§ Selected excerpt:

Joe McKinney Interviews Michael McCarty




     Joe McKinney has been a patrol officer for the San Antonio Police Department, a homicide detective, a disaster mitigation specialist, a patrol commander, and a successful novelist. His books include the four part Dead World series (Dead City, Apocalypse Of The Dead, Flesh Eaters and Mutated), Quarantined, Inheritance, The Crossing: A Zombie Story and Dodging Bullets. His short fiction has been collected in The Red Empire and Other Stories and Dating in Dead World and Other Stories. For more information go to


(Joe McKinney)

Michael McCarty is a former stand-up comedian and musician, and has been a professional writer since 1983. The author of 35 books including Night Of The Scream Queen (with Linnea Quigley), I Kissed A Ghoul and Liquid Diet. He has also penned hundred of articles, short stories, poems, etc. He is a David R. Collins’ Literary Achievement Award winner from the Midwest Writing Center and a 3 times Bram Stoker Finalist. He lives in Rock Island, Illinois with his wife Cindy and pet rabbit Latte. For more information go to

MM & Bookrack 001

(Michael McCarty)

§ Given information:
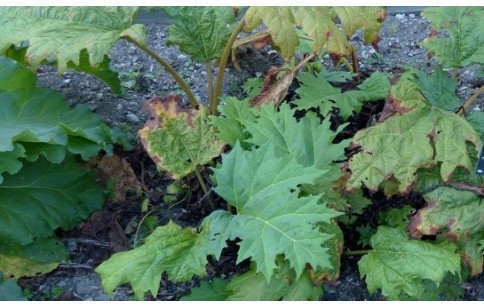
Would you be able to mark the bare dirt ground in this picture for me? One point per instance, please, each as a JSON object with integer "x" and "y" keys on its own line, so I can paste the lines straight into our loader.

§ Do this:
Reproduce everything in the author introductions from "Michael McCarty is" down to "(Michael McCarty)", word for word. The data is separate material with no connection to the author introductions.

§ Result of the task:
Michael McCarty is a former stand-up comedian and musician, and has been a professional writer since 1983. The author of 35 books including Night Of The Scream Queen (with Linnea Quigley), I Kissed A Ghoul and Liquid Diet. He has also penned hundred of articles, short stories, poems, etc. He is a David R. Collins’ Literary Achievement Award winner from the Midwest Writing Center and a 3 times Bram Stoker Finalist. He lives in Rock Island, Illinois with his wife Cindy and pet rabbit Latte. For more information go to

MM & Bookrack 001

(Michael McCarty)